- [练习要求]: 将下面这段分析循环性能瓶颈的文字完整重新录入一遍，一字不改。

- [文字摘录]:
--------------------

5.13
A
关键路径%xmm0 add。
B
浮点数加法的延迟界限。
C
整数加法的延迟界限。
D
由于乘法并未不是循环迭代间的关键路径,下一循环乘法开始时不需要上一循环的乘法结束,所以乘法操作可以一直处于流水线中并可以提前进行,乘法操作完毕后将值赋给当前循环的sum即可;且由于乘法操作的吞吐量大于该程序的运行速度,所以该程序瓶颈点并非乘法。
5.14
void inner4(vec_ptr u, vec_ptr v, data_t* dest) {
long i;
long len = vec_length(u);
data_t* udata = get_vec_start(u);
data_t* vdata = get_vec_start(v);
data_t sum = 0;
for (i = 0; i < len - 5; i++) {
sum += udata[0] * vdata[0] +
udata[1] * vdata[1] +
udata[2] * vdata[2] +
udata[3] * vdata[3] +
udata[4] * vdata[4] +
udata[5] * vdata[5];
}
for (; i < len; i++) {
sum += udata[i] * vdata[i];
}
*dest = sum;
}
A
每个时钟周期只能从内存中加载两个值。
B
浮点数加法限制了速度。

--------------------

标注点记录:
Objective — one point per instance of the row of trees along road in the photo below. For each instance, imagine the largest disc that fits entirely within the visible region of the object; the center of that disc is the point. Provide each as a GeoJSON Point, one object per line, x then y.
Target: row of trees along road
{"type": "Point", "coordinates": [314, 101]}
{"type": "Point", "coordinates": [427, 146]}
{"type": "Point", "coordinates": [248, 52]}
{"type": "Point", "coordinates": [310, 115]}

--------------------

- [练习结果]:
5.13
A
关键路径%xmm0 add。
B
浮点数加法的延迟界限。
C
整数加法的延迟界限。
D
由于乘法并未不是循环迭代间的关键路径,下一循环乘法开始时不需要上一循环的乘法结束,所以乘法操作可以一直处于流水线中并可以提前进行,乘法操作完毕后将值赋给当前循环的sum即可;且由于乘法操作的吞吐量大于该程序的运行速度,所以该程序瓶颈点并非乘法。
5.14
void inner4(vec_ptr u, vec_ptr v, data_t* dest) {
long i;
long len = vec_length(u);
data_t* udata = get_vec_start(u);
data_t* vdata = get_vec_start(v);
data_t sum = 0;
for (i = 0; i < len - 5; i++) {
sum += udata[0] * vdata[0] +
udata[1] * vdata[1] +
udata[2] * vdata[2] +
udata[3] * vdata[3] +
udata[4] * vdata[4] +
udata[5] * vdata[5];
}
for (; i < len; i++) {
sum += udata[i] * vdata[i];
}
*dest = sum;
}
A
每个时钟周期只能从内存中加载两个值。
B
浮点数加法限制了速度。